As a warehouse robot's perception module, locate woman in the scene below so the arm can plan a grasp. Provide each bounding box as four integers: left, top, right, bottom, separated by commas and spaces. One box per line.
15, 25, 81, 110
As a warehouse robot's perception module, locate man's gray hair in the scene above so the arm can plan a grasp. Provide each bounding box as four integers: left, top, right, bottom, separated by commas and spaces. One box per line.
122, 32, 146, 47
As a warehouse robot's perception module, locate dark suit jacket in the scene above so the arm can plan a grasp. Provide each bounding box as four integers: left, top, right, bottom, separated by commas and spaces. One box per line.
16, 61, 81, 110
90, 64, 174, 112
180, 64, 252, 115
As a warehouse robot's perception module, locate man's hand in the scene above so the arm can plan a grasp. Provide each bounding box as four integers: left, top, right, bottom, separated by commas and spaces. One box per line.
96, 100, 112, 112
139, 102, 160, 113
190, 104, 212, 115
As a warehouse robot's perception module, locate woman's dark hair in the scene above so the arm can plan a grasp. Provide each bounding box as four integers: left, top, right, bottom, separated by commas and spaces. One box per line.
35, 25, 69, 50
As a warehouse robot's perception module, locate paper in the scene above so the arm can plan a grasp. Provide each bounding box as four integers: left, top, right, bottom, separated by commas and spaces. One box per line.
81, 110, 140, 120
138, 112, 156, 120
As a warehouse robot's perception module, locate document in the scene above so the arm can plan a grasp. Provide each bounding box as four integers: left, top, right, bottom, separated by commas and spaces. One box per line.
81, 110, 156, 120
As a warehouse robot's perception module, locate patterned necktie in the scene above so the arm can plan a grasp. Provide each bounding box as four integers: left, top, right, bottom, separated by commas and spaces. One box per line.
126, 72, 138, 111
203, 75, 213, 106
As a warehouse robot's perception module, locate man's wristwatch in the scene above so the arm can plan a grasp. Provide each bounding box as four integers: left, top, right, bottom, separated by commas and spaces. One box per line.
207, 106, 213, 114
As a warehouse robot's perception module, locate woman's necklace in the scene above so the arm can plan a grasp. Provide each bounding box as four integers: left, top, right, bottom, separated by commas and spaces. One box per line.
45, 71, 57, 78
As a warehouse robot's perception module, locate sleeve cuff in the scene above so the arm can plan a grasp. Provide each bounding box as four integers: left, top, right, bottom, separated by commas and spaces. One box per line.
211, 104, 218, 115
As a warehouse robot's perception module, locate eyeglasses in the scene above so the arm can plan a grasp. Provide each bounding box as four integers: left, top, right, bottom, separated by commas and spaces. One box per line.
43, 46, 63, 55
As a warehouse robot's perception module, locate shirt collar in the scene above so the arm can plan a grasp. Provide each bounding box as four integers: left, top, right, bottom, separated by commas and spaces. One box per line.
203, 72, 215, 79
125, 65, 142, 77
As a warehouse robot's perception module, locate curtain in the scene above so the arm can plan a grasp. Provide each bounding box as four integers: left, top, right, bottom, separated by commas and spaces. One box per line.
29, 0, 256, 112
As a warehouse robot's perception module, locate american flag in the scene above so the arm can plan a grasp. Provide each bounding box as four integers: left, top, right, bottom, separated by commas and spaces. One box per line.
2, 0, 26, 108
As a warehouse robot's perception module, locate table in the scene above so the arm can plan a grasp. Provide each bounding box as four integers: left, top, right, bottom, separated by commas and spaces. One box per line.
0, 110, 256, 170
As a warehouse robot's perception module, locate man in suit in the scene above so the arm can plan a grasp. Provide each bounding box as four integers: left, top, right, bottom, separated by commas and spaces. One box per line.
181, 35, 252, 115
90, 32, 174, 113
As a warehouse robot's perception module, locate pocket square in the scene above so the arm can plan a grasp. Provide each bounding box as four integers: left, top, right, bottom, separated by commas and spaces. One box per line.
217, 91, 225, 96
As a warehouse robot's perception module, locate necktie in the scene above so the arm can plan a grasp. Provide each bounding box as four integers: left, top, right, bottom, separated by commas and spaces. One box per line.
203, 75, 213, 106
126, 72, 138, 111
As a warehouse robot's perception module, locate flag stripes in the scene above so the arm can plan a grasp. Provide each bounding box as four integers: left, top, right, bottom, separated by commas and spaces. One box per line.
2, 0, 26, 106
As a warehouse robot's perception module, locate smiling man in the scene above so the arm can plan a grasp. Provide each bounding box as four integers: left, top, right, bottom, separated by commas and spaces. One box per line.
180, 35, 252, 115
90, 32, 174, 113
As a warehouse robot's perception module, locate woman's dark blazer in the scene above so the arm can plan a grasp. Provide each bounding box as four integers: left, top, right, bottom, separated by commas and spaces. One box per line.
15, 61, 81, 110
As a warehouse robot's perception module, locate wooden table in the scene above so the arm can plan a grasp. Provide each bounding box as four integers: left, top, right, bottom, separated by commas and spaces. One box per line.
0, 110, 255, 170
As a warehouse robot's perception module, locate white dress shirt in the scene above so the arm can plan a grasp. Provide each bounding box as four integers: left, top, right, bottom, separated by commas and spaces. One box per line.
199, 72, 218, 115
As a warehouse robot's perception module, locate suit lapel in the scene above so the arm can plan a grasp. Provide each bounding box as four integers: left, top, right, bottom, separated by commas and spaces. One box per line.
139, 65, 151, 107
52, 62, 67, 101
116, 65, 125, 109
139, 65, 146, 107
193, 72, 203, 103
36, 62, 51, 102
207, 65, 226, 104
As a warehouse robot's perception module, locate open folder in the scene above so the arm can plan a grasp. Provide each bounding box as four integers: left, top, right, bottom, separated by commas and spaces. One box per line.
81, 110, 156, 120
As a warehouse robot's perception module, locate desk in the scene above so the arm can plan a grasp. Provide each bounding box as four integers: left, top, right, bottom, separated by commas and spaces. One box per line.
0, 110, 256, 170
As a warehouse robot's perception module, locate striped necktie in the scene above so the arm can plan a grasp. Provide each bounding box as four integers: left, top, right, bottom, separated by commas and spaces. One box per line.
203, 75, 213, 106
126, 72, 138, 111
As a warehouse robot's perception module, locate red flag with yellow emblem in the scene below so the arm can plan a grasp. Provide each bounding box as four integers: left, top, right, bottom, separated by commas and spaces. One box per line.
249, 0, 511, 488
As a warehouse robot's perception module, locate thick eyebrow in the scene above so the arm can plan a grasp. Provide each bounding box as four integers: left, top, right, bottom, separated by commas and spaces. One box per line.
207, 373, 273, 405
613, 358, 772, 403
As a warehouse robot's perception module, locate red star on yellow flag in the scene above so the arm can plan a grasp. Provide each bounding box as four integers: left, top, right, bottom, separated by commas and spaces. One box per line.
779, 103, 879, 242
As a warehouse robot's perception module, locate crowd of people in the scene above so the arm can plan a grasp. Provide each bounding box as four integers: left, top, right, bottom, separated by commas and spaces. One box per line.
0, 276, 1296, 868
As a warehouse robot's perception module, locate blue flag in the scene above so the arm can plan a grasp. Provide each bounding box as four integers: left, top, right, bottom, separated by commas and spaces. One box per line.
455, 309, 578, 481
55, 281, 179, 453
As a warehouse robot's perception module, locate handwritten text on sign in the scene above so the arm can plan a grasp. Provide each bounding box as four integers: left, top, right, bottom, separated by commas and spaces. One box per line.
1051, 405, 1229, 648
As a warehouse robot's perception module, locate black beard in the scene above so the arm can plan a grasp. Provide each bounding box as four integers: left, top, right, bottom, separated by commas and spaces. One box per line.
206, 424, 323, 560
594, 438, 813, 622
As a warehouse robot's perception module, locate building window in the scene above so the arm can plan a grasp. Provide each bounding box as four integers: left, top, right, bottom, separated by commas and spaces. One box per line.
----
For each record above, write it out again exactly.

SOLUTION TO THIS EXERCISE:
As a warehouse robot's perception module, locate woman in the scene below so the arm can plan a grasp. Provide each bounding box as four integers: left, top, right, bottom, separated by commas and spaces. One box per line.
15, 25, 81, 110
As a warehouse robot's perception module, locate man's gray hair in the scene above so the arm can plan a grasp. Provide each bounding box as four integers: left, top, right, bottom, separated by commas and spaces. One box per line.
122, 32, 146, 47
As a warehouse robot's perception module, locate dark suit jacket in the scene above so the arm can plan a grasp. Provide each bounding box as four integers: left, top, right, bottom, separated by commas and spaces. One box per line.
16, 61, 81, 110
90, 64, 174, 112
180, 64, 252, 115
As a warehouse robot's perception module, locate man's hand in the scene above so the arm can plan a grasp. Provide each bounding box as four integers: left, top, right, bottom, separated by commas and spaces. One box per line.
96, 100, 112, 112
139, 102, 160, 113
190, 104, 212, 115
As a warehouse robot's perception module, locate woman's dark hair in the scene above so the arm can plan a grasp. Provide each bounding box as four integers: left, top, right, bottom, separated by commas and spaces. One box per line.
35, 25, 69, 50
As a warehouse robot's perception module, locate paper in the scene above so the arm can plan a grasp. Provide each bounding box as four integers: left, top, right, bottom, separated by commas and spaces. One box per line.
81, 110, 140, 120
138, 112, 156, 120
As a warehouse robot's perception module, locate document in the scene above so the arm can plan a grasp. Provide each bounding box as four integers: left, top, right, bottom, separated by commas and spaces. One box per line.
81, 110, 156, 120
As a warehouse robot's perception module, locate patterned necktie in the scene above so the arm can plan a grasp. Provide each bounding box as four integers: left, top, right, bottom, separated by commas and spaces. One box per line.
126, 72, 138, 111
203, 75, 213, 106
As a warehouse robot's perception module, locate man's wristwatch in the scene above so the arm can plan a grasp. Provide each bounding box as four integers: left, top, right, bottom, separated by commas and spaces. One box per line.
207, 106, 213, 114
As a warehouse robot's perception module, locate woman's necklace in the scene above so the arm can plan a grasp. Provide each bounding box as four integers: left, top, right, bottom, separated by commas and spaces. One box per line.
45, 71, 57, 78
As a warehouse robot's perception module, locate sleeve cuff in the scene above so the arm can plan a grasp. Provide each bounding box as four integers: left, top, right, bottom, separated by commas and spaces. One box per line.
211, 104, 218, 115
As a warehouse robot's perception module, locate eyeglasses in the scene above so the arm can plan a grasp. Provide each bounding box as four integers: left, top, right, bottom, separated by commas and spaces. One box per line.
43, 46, 63, 55
As a warehouse robot's perception module, locate shirt collar in the scene above so the arm can plan a grasp. Provide each bounding box as four integers: left, top, right, bottom, separated by commas and spaces. One box per line.
203, 72, 215, 79
125, 65, 142, 77
As a warehouse robot's perception module, locate curtain in the scene above so the arm can plan a grasp. Provide each bounding box as four integers: left, top, right, bottom, separated by commas and spaces. One box per line.
29, 0, 256, 112
As a warehouse robot's perception module, locate american flag in the scene above so the arm can plan a grasp. Provide each bounding box as four integers: left, top, right, bottom, separated by commas and spaces. One box per line.
2, 0, 26, 108
As a warehouse robot's perception module, locate table in the scene above so the arm can plan a grasp. Provide each bounding box as four integers: left, top, right, bottom, separated by commas and spaces. One box per line.
0, 110, 256, 170
As a warehouse robot's perception module, locate man in suit in the scene above so the arm can plan a grasp. Provide each bounding box as four integers: left, top, right, bottom, separated by commas and spaces. One box per line.
181, 35, 252, 115
90, 32, 174, 113
As a warehouse robot's perception module, locate pocket square in the scene above so the arm can plan a grasp. Provide each bounding box as four integers: left, top, right, bottom, separated by commas and spaces. One box per line.
217, 91, 225, 96
As a warehouse robot's perception module, locate necktie in the scene above so the arm can plan a grasp. Provide each bounding box as four integers: left, top, right, bottom, separated by commas and spaces. One box per line.
203, 75, 213, 106
126, 72, 138, 111
As a warehouse robot's perception module, locate flag stripes in the scene above so the arm can plan a grasp. Provide each bounding box as four integers: left, top, right, bottom, separated by commas and spaces. One box per line.
2, 0, 26, 106
As a warehouse robot's perception module, locate smiling man in the scene above so the arm can plan a grasp. Provide each bounding box as four integers: left, top, right, bottom, separated by commas and spaces. One box per line.
180, 35, 252, 115
90, 32, 174, 113
As a warehouse robot's perception module, locate woman's dark blazer in the scene above so the arm can plan a grasp. Provide each bounding box as four integers: left, top, right, bottom, separated by commas and spaces. One box per line.
15, 61, 81, 110
As a warehouse robot's perception module, locate wooden table in the scene above so the arm can plan a grasp. Provide each bounding box as four integers: left, top, right, bottom, separated by commas and spaces. One box per line.
0, 110, 255, 170
As a warehouse robot's perception module, locate white dress shirt in the scene above so the arm can plan a grasp. Provide each bounding box as four integers: left, top, right, bottom, separated by commas and spaces. One box per line.
199, 72, 218, 115
As a warehouse robot's perception module, locate suit lapel in the scene above so the arm can plan a grasp. Provide each bounding box as four integers: left, top, right, bottom, separated by commas and spaces. One box per line.
139, 65, 151, 107
52, 62, 67, 101
116, 65, 125, 109
139, 65, 146, 107
193, 72, 203, 103
36, 62, 51, 102
207, 65, 226, 104
As a warehouse robot's perception module, locate open folder in the scene above so the arm can plan a grasp. Provide each bounding box as four integers: left, top, right, bottom, separated by commas and spaces. One box per line.
81, 110, 156, 120
As a warehouse robot's perception module, locate desk in the scene above so the arm can plan a grasp. Provide each bounding box as four integers: left, top, right, bottom, separated by commas and spaces. One box per line.
0, 110, 256, 170
As a warehouse robot's perception module, locate striped necktie in the scene above so the arm can plan a grasp. Provide each bounding box as four integers: left, top, right, bottom, separated by commas and spaces. One box per line.
203, 75, 213, 106
126, 72, 138, 111
As a warehouse robot's perception module, locate red flag with yellow emblem in the scene below so the arm can plan a grasp. Provide each bounding box as four integers: left, top, right, bottom, separated by commas and spaces. One box per line.
249, 0, 511, 488
As a warehouse robot's perception module, locate thick eyebrow in the scene above so the arm can plan a grasp. Provide each bounding box as four integers: left, top, right, bottom, separated by commas and spaces. One box per line.
207, 373, 273, 405
613, 358, 772, 403
As a warehouse robot's perception module, locate red star on yellow flag in the scene above so the arm can plan a grasp. Provide each bounding box as four integers: left, top, right, bottom, separated by commas and spaces. One box per line.
779, 103, 879, 242
As a warehouse robot's perception module, locate crowd of people in the scene above so the arm can plan a grasp. Provide each bounding box as four integers: left, top, right, bottom, separated by commas and spaces. One box per line.
0, 276, 1296, 868
As a warehouse robot's perception module, locate blue flag in the scene above so the arm can plan a grasp. Provide each bounding box as four integers: left, top, right, bottom, separated by commas and spaces. One box per line.
455, 309, 578, 481
55, 281, 179, 453
As a warehouse robot's perception module, locate handwritten text on sign in the scene above so the arm can plan a grasp. Provide each bounding box as four integers: left, top, right, bottom, separated by commas and spaces. One box per line.
1051, 405, 1229, 648
As a warehouse robot's perception module, locate black beard in the scene above so the arm can plan a grasp. Provide each bounding box as four integers: left, top, right, bottom, separated by commas and spaces. One box per line.
206, 424, 323, 560
594, 438, 813, 622
As a warehouse robot's perception module, locate building window in the scene above so the arm can plan a grasp. Provide each bounding box as four integers: left, top, right, bottom, separated by commas and spaces. One box per line.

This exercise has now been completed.